## [Passage to read]
....

Quick and dirty data extraction with grep and friends

Going over an agenda before an upcoming school board meeting I noticed there are a lot of donations totalling a lot of money. But how many are there and for how much money, really? Before learning about unix command line utilities I would have said it's too many to tell. I mean, just look at this mess:

E.    Approve XXXXXXX Family Foundation $50,000 Donation for repair to
Football Field and / or Equipment (Approve)

Motion___________________                 Second___________________

F.      Approve Football Jersey $1,176 Donation from XXXX & XXXXXXX XXXXXXXX   
      (Action).


Motion___________________                 Second___________________


G.        Approve 9th Grade Retreat Donations. (Action).
Alliance Bank- $50            Lake Pepin Veterinary Clinic- $200
Ripley Dental- $100            Lake City Women’s Club- $200
Mahn Funeral Home- $100        Lake City Family Physicians- $100
Acrotech- $1000            Schleicher Funeral Home- $25


Motion___________________                 Second___________________



H.       Approve Eagle Bluff Donations. (Action).

....

## [Data under study]
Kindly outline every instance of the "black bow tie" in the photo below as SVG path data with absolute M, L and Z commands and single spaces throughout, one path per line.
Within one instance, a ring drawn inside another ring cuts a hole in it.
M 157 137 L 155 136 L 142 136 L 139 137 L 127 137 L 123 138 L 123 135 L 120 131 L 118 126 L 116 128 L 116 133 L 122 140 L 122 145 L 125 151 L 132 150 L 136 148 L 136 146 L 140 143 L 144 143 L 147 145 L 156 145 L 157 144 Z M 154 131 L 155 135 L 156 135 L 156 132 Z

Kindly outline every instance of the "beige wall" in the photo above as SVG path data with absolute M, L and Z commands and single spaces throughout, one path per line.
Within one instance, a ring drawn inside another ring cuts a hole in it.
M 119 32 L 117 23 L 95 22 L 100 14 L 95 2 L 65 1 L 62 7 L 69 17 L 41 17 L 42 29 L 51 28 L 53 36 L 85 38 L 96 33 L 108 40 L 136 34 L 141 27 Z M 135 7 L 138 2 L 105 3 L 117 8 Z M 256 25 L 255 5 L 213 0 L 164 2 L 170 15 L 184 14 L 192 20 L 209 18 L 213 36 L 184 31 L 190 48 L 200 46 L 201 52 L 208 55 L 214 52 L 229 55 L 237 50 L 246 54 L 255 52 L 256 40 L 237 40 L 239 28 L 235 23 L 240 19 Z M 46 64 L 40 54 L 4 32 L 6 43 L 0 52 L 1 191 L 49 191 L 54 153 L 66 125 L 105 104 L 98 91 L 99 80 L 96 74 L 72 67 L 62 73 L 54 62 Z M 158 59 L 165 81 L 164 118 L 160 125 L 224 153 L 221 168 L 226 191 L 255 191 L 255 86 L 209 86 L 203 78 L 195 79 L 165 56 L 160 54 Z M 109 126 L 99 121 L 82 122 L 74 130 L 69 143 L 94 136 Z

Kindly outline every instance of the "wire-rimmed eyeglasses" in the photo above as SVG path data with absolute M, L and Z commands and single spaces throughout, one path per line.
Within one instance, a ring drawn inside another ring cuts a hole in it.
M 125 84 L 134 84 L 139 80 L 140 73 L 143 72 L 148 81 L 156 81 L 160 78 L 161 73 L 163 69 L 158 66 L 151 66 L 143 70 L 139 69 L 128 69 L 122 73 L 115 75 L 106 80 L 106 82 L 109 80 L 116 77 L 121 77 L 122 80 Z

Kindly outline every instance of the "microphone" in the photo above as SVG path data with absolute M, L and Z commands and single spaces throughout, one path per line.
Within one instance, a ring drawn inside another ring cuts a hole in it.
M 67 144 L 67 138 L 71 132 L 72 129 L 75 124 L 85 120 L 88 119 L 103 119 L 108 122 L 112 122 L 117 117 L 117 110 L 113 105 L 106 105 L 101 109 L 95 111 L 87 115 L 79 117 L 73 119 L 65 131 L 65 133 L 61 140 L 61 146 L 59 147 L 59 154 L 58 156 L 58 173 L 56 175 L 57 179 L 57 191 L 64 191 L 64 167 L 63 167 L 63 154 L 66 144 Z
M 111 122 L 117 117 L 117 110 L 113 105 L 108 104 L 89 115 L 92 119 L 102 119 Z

....

Continue the post on data extraction with grep above, starting right after its last line.

## [Answer to the problem]
Acrotech- $2000            Lake City Sportsman’s Club- $500
    Ardent Mills- $2000            Frontenac Sportsman’s Club- $3000


Motion___________________                 Second___________________



I.    Ag Department Ford 8N Tractor Donation by XXXXXX XXXXXXX  Donated to Ag
         Mechanics for repair, restoration, and resale / fundraiser. (Action)


Motion___________________                 Second____________________

It's somewhat orderly, sure. And, yeah, I could use a calculator or spreadsheet to answer both my questions. But that wouldn't feel like magic. So here's how, after some trial and error, I was able to do it with a one-liner in iTerm2 running on OSX.

Step one: pbpaste

In OSX, the system pasteboard is accessible from the command line using pbcopy and pbpaste. All we need to do to get the raw text into terminal was to copy from its original location (a browser window in this case) and then use pbpaste.

$ pbpaste

Step two: grep

Grep has spent the last 42 years single-mindedly carrying out its mission: to "print lines matching a pattern". After reading a bit of the Wikipedia entry I think this post is doubly indebted to this utility. Firstly, and most obviously, I used it to accomplish what I wanted to do. The other reason is that, according to at least one commentator, I have grep to thank for "irrevocably ingraining" the unix convention of small, composable tools that is the basis of this post.

Grep was the first tool that came to mind when I started thinking about ways to get the numbers out from among all those letters and symbols and spaces. But I was skeptical. It says right on the can that grep prints "lines". The donation data at times has two columns, meaning the amounts for more than one donation sometimes end up on the same row. On the man page I found the -o option with the following description:

Print only the matched (non-empty) parts of a matching line, with each such part on a separate output line.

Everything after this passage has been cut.